> Required task: Rewrite the lines below with every "instance" changed to "occurrence" and nothing else altered.

========

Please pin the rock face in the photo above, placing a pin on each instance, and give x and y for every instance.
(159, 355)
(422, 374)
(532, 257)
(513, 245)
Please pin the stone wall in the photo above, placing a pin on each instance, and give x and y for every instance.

========

> Result of this task:
Please pin the rock face in the photo above, placing a pin on each occurrence, and give x and y for every occurrence.
(159, 355)
(422, 374)
(532, 257)
(513, 245)
Please pin the stone wall in the photo above, placing a pin on each occurrence, and give x and y for every occurrence.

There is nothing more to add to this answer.